* BEGIN Input rows *

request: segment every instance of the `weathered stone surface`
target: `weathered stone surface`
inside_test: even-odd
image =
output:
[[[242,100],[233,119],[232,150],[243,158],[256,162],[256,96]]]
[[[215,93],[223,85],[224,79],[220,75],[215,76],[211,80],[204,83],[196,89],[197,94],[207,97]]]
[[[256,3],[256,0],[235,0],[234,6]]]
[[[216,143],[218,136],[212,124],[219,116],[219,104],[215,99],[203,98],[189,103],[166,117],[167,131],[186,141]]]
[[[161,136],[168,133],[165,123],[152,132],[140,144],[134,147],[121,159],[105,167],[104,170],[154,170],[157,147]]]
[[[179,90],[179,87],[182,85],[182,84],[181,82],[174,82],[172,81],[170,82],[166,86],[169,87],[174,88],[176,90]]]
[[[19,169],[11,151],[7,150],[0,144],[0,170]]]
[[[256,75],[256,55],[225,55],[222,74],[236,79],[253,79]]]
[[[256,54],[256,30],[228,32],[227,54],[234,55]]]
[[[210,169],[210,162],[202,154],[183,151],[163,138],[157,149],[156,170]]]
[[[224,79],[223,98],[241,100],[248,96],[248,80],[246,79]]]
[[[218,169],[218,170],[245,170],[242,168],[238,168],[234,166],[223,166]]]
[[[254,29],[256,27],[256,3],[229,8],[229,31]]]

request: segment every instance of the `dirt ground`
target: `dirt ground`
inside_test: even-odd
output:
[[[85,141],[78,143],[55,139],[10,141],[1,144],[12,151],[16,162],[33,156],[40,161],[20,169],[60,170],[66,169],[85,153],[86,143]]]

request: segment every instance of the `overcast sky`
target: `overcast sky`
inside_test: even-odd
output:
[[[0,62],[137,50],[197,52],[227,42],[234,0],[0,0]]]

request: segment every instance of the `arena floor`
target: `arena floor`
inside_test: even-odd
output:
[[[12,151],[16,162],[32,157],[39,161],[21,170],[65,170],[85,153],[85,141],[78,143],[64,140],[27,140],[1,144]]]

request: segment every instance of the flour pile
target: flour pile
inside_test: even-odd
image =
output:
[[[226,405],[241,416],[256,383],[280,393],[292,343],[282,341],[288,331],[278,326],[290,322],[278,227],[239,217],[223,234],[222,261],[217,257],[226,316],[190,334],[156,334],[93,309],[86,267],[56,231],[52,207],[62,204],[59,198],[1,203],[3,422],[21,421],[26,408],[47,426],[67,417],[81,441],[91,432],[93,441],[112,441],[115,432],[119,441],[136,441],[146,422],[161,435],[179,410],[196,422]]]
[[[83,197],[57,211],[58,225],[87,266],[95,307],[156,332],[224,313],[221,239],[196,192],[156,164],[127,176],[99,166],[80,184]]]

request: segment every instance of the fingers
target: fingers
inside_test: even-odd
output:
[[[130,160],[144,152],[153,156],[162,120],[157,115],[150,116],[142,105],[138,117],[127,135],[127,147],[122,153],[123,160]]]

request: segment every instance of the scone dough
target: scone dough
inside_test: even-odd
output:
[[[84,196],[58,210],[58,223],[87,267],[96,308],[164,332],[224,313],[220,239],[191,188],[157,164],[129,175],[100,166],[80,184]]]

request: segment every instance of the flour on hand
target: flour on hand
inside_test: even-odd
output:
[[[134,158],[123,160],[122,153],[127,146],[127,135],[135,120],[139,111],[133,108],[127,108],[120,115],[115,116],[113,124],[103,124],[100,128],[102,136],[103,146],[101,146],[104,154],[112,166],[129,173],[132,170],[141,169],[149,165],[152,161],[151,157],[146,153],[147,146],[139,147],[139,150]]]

* END Input rows *

> [Given exercise]
Each line of the listing should be copied exactly.

> [The answer]
request: segment every instance of the `weathered stone surface`
target: `weathered stone surface`
inside_test: even-odd
image =
output:
[[[242,100],[233,119],[232,150],[243,158],[256,162],[256,96]]]
[[[215,93],[223,85],[224,79],[220,75],[215,76],[211,80],[204,83],[196,89],[197,94],[207,97]]]
[[[256,3],[256,0],[235,0],[234,6]]]
[[[216,143],[218,136],[212,124],[219,116],[219,104],[215,99],[203,98],[189,103],[166,117],[167,131],[186,141]]]
[[[161,136],[168,133],[165,123],[152,132],[140,144],[134,147],[121,159],[105,167],[104,170],[154,170],[157,147]]]
[[[179,90],[179,87],[182,85],[182,84],[181,82],[174,82],[172,81],[170,82],[166,86],[169,87],[174,88],[176,90]]]
[[[19,169],[11,151],[7,150],[0,144],[0,170]]]
[[[256,75],[256,55],[225,55],[222,74],[236,79],[253,79]]]
[[[256,54],[256,30],[228,32],[227,54],[234,55]]]
[[[210,169],[210,162],[202,154],[183,151],[163,138],[157,149],[156,170]]]
[[[224,79],[223,98],[241,100],[248,96],[248,80],[246,79]]]
[[[218,169],[218,170],[245,170],[242,168],[238,168],[234,166],[223,166]]]
[[[254,29],[256,27],[256,3],[229,8],[229,31]]]

request: segment every instance of the `dirt ground`
target: `dirt ground`
inside_test: even-odd
output:
[[[85,141],[78,143],[55,139],[10,141],[1,144],[12,151],[16,162],[33,156],[40,161],[20,169],[60,170],[66,169],[85,153],[86,143]]]

request: segment every instance of the `overcast sky`
target: `overcast sky`
inside_test: even-odd
output:
[[[0,62],[137,50],[197,52],[227,42],[234,0],[0,0]]]

request: segment every instance of the `arena floor`
target: `arena floor`
inside_test: even-odd
output:
[[[12,151],[16,162],[32,157],[39,161],[21,170],[65,170],[85,153],[85,141],[78,143],[64,140],[27,140],[1,144]]]

request: segment every instance of the flour pile
target: flour pile
inside_test: even-odd
image =
output:
[[[226,405],[241,416],[256,383],[280,393],[292,343],[282,341],[288,331],[278,326],[290,322],[278,227],[239,217],[223,234],[222,261],[217,257],[226,316],[190,334],[156,334],[93,309],[86,267],[56,231],[52,207],[62,204],[59,198],[1,203],[3,422],[21,421],[26,408],[47,426],[67,417],[81,441],[91,432],[93,441],[112,441],[115,432],[119,441],[136,441],[146,422],[161,435],[179,410],[196,422]]]
[[[83,197],[57,211],[58,225],[87,266],[95,307],[156,332],[224,313],[221,239],[196,192],[156,164],[127,176],[99,166],[80,184]]]

request: segment every instance of the fingers
target: fingers
inside_test: even-odd
output:
[[[130,160],[144,152],[153,156],[162,120],[157,115],[150,116],[142,105],[138,117],[127,135],[127,147],[122,153],[123,160]]]

request: segment every instance of the scone dough
target: scone dough
inside_test: even-odd
output:
[[[84,196],[58,210],[58,223],[87,267],[96,308],[164,332],[224,313],[220,239],[191,188],[157,164],[129,175],[100,166],[80,184]]]

request: segment every instance of the flour on hand
target: flour on hand
inside_test: even-odd
output:
[[[134,158],[123,160],[122,153],[127,146],[127,135],[135,120],[139,111],[133,108],[127,108],[120,115],[115,116],[113,124],[103,124],[100,128],[102,136],[103,146],[101,146],[104,154],[112,166],[129,173],[132,170],[141,169],[149,165],[152,161],[151,157],[146,153],[147,146],[139,147],[139,150]]]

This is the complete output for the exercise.